= SOURCE PASSAGE =
- - - - -

Historic significance of the project:

 

The victims of the forced migration in Scotland became the European settlers of indigenous Aboriginal Australian territory. In both situations, historical memories of settlement have served to divide populations and heighten discussions of cultural authenticity and ownership of land through labour, contributing to sensitive discourses and practices of nationhood. The ‘Void’ is the focal point and the physical ‘space’ to navigate, it represents a loss that often cannot find expression and reconciliation.

 

Within larger processes of historical loss and present day political systems, the fate of the individual is often overlooked. The demands of nation building often silence alternative narratives. Some versions of history become taboo. History is erased. In individual lives in the present, the individual carer or widow or victim of terror can become the casualty of such an erasure, marginalised and devalued. Damage is done to children, to the family unit, suffering is internalised and is passed to future generations, with societal ramifications.

 

Victor Majzner’s art practice has long addressed historic loss and memorialisation. As part of the post war Jewish diaspora Majzner has identified with the plight of Australia’s First People and the dispossession that resulted from colonialism in the nineteenth century. Yet sanctuary for one dispossessed people displaced another from their land.  Wounded – Land, Memory, Destiny addresses the dispossession of Aborigines, the reality of migration and anti-Semitism. He challenges the romanticised European nature of Australian art, its political ramifications, the unresolved issues in relation to our indigenous inhabitants, to new migrants.

 

Navigating the Void forms part of a larger investigation: The Portrayal of Loss a project that in connecting present-day individual isolation seeks to represent overlooked lives in history. The artists presented here use art to bear witness to tragedy in historic terms. Using collaborative drawing as methodology, the use of symbolic materials and Memento Mori will prompt an interaction between historic loss (community/societal) and personal grief. The very practice of art is conceived by this project as an integral tool in the healing process (art as prosthetic memory). It is expected to show how art can often reveal emotional content to a personal/political experience that verbal statements may not (art as political witness). The exhibitions of which Navigating the Void is the first, will seek to publicise momentous events on personal and societal levels (art as communication and outreach).

- - - - -

= Collection entries =
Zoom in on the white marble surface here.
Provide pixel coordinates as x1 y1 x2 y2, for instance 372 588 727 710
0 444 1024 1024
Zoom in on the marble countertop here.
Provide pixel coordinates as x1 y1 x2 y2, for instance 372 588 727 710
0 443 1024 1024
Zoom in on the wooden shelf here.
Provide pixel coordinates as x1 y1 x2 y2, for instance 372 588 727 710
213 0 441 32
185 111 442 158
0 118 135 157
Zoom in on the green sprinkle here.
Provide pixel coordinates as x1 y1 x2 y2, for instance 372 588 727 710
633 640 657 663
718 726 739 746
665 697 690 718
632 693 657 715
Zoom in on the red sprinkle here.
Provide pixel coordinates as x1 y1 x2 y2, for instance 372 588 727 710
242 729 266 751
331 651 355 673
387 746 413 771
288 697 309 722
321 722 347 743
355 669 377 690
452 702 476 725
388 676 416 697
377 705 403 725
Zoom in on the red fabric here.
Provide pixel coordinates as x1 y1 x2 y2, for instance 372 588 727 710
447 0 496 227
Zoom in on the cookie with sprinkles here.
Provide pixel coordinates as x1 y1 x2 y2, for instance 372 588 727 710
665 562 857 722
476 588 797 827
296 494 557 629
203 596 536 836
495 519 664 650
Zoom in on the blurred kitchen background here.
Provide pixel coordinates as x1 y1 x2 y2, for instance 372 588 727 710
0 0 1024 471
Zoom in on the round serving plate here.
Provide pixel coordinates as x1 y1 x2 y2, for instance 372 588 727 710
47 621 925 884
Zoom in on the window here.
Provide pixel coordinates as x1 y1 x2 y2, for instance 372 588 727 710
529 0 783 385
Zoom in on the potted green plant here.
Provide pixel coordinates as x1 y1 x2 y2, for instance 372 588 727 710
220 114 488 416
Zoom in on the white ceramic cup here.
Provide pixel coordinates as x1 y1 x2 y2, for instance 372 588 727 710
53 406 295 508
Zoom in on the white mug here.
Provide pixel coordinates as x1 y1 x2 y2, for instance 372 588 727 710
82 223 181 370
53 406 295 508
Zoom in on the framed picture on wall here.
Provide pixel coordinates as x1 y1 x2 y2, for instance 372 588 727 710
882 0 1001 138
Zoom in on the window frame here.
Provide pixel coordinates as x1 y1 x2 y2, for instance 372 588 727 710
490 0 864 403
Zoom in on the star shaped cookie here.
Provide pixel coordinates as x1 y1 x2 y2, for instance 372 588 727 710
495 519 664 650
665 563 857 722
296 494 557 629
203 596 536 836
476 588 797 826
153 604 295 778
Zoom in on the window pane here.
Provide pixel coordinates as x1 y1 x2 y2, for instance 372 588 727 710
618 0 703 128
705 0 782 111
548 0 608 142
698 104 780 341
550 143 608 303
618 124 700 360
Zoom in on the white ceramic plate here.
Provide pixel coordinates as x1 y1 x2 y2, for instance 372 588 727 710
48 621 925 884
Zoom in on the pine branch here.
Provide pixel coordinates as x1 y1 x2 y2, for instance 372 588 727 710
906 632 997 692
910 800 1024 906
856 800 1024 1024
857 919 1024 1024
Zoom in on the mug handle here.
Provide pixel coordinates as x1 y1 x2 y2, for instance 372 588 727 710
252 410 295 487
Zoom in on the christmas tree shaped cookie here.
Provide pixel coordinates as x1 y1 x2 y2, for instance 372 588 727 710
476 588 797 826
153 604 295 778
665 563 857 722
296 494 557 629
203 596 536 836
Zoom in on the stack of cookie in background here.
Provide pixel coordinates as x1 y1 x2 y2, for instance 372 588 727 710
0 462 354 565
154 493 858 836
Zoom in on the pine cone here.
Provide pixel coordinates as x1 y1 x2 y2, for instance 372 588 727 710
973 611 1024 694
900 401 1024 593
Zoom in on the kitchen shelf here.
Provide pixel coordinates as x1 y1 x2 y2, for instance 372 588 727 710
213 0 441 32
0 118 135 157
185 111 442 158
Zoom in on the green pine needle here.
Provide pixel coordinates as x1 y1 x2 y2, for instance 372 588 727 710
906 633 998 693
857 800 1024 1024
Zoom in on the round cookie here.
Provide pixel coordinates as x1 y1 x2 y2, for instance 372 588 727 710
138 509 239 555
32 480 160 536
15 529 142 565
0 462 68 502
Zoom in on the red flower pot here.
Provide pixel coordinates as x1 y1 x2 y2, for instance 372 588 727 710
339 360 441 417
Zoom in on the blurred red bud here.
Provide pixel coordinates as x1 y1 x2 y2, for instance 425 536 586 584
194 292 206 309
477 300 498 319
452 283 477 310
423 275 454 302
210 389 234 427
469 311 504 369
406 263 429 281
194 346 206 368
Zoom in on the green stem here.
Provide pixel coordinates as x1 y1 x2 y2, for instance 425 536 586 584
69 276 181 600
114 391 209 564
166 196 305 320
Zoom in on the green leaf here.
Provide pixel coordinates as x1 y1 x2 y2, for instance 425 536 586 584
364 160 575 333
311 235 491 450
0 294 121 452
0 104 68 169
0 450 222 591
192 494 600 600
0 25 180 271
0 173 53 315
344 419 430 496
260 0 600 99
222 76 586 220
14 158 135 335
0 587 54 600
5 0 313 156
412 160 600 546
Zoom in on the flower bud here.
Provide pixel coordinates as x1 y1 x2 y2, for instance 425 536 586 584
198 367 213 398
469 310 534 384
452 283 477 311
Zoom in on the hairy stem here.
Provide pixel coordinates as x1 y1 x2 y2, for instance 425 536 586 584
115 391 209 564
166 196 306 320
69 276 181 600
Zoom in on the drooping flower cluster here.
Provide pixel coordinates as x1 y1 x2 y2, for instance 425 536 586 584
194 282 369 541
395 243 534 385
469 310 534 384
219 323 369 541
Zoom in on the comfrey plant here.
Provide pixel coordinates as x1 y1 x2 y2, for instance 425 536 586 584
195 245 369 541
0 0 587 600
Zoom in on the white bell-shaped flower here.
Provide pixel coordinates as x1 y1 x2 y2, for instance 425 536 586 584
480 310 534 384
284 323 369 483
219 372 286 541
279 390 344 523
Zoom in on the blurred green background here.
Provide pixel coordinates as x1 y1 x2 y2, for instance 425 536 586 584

- - - - -

= PROBLEM DETAILS =
Return the full passage on the historic significance of the project, word for word, with nothing added or changed.

= THE RESPONSE =
Historic significance of the project:

 

The victims of the forced migration in Scotland became the European settlers of indigenous Aboriginal Australian territory. In both situations, historical memories of settlement have served to divide populations and heighten discussions of cultural authenticity and ownership of land through labour, contributing to sensitive discourses and practices of nationhood. The ‘Void’ is the focal point and the physical ‘space’ to navigate, it represents a loss that often cannot find expression and reconciliation.

 

Within larger processes of historical loss and present day political systems, the fate of the individual is often overlooked. The demands of nation building often silence alternative narratives. Some versions of history become taboo. History is erased. In individual lives in the present, the individual carer or widow or victim of terror can become the casualty of such an erasure, marginalised and devalued. Damage is done to children, to the family unit, suffering is internalised and is passed to future generations, with societal ramifications.

 

Victor Majzner’s art practice has long addressed historic loss and memorialisation. As part of the post war Jewish diaspora Majzner has identified with the plight of Australia’s First People and the dispossession that resulted from colonialism in the nineteenth century. Yet sanctuary for one dispossessed people displaced another from their land.  Wounded – Land, Memory, Destiny addresses the dispossession of Aborigines, the reality of migration and anti-Semitism. He challenges the romanticised European nature of Australian art, its political ramifications, the unresolved issues in relation to our indigenous inhabitants, to new migrants.

 

Navigating the Void forms part of a larger investigation: The Portrayal of Loss a project that in connecting present-day individual isolation seeks to represent overlooked lives in history. The artists presented here use art to bear witness to tragedy in historic terms. Using collaborative drawing as methodology, the use of symbolic materials and Memento Mori will prompt an interaction between historic loss (community/societal) and personal grief. The very practice of art is conceived by this project as an integral tool in the healing process (art as prosthetic memory). It is expected to show how art can often reveal emotional content to a personal/political experience that verbal statements may not (art as political witness). The exhibitions of which Navigating the Void is the first, will seek to publicise momentous events on personal and societal levels (art as communication and outreach).